=== Exercise input ===

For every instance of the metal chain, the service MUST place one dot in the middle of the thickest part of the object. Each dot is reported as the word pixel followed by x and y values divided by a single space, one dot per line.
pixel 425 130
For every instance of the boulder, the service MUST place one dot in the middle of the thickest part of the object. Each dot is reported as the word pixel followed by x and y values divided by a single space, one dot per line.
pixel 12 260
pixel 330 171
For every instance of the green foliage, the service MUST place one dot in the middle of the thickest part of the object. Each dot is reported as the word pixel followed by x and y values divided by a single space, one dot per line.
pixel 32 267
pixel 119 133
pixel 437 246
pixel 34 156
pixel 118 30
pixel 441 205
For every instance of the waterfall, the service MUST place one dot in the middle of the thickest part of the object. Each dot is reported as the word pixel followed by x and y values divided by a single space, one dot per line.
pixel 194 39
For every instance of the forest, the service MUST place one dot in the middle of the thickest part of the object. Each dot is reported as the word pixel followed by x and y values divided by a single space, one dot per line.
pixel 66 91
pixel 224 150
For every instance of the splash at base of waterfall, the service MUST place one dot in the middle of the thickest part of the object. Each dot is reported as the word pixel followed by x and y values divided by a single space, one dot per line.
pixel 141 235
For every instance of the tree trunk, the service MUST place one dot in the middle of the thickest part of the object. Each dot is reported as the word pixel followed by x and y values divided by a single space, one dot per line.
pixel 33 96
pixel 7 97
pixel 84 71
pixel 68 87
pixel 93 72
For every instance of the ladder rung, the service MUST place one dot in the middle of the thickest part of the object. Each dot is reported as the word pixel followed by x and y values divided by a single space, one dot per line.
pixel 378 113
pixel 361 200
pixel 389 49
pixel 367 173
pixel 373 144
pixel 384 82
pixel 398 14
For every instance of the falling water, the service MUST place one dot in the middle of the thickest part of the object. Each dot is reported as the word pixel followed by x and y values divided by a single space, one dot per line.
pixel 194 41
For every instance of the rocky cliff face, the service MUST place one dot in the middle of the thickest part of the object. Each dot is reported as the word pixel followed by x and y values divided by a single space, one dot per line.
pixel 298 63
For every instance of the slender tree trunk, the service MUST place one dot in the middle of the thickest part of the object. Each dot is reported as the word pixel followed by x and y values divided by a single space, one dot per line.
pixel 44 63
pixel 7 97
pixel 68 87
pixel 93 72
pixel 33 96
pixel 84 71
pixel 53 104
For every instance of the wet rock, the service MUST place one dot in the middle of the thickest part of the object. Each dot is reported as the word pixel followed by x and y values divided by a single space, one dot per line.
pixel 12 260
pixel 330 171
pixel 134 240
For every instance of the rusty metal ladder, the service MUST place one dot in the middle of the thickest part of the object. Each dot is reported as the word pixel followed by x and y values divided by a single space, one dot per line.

===

**Prompt:** Copy out the whole listing exactly as given.

**Task output:**
For every instance of the metal chain, the service MUST place one dot in the middle of the thickest part of the object. Each dot is reported as the word pixel followed by x and y values divided by a single space, one dot per line.
pixel 425 130
For every instance of the boulder, the service MUST place one dot in the middle of the thickest part of the object. Each dot is reported as the word pixel followed by x and y values divided by a single space, one dot per line.
pixel 12 260
pixel 330 171
For every instance of the green foliage, the service MUST place one dot in the middle of the thickest part of the object. Each dot is reported as the word pixel followed by x and y values divided by a single space, one dot per line.
pixel 32 267
pixel 119 133
pixel 437 246
pixel 34 156
pixel 118 30
pixel 441 205
For every instance of the waterfall, the service MUST place one dot in the middle of the thickest part of the object. Each dot is reported as the word pixel followed by x and y values divided by a single space, one dot per line.
pixel 194 39
For every instance of the forest, the service MUST place one dot in the middle of the thickest part of the object. Each dot is reported as the word pixel followed by x and y values divided by a single space, one dot per line.
pixel 66 91
pixel 224 150
For every instance of the splash at base of waterfall, the service MUST place one dot in the middle of the thickest part of the object. Each dot is reported as the word pixel followed by x and y values divided by a single space, one dot per line.
pixel 141 235
For every instance of the tree trunk, the service MUST place one dot in the middle of the thickest part of the object. Each dot is reported as the word pixel followed by x and y values divided by a single space, one dot per line.
pixel 33 96
pixel 7 97
pixel 84 71
pixel 68 87
pixel 93 72
For every instance of the ladder rung, the service MUST place one dot in the middle of the thickest part of the object. Each dot is reported as the word pixel followed by x and y values divided by a single space, one dot per line.
pixel 378 113
pixel 361 200
pixel 389 49
pixel 367 173
pixel 373 144
pixel 384 82
pixel 398 14
For every instance of the falling water, the service MUST place one dot in the middle of the thickest part of the object. Each dot is reported as the word pixel followed by x and y values divided by a single space, one dot per line.
pixel 194 41
For every instance of the rocky cliff face, the service MUST place one dot in the middle of the thickest part of the object. Each dot is reported as the word pixel followed by x and y values divided by a single space, one dot per line.
pixel 298 63
For every instance of the slender tree trunk, the service MUST place one dot in the middle of the thickest part of the object. Each dot is reported as the word pixel followed by x and y values divided by a single space, one dot per line.
pixel 44 63
pixel 7 97
pixel 68 87
pixel 93 72
pixel 33 96
pixel 84 71
pixel 53 104
For every instance of the wet rock, the service MUST place one dot in the middle of the thickest part of the object. Each dot is reported as the word pixel followed by x and y values divided by a single space, one dot per line.
pixel 12 260
pixel 330 171
pixel 134 240
For every instance of the rusty metal ladder, the service MUST place one dot in the middle of the thickest part of the object. Each dot is reported as the word pixel followed by x and y values divided by a single space, one dot per line.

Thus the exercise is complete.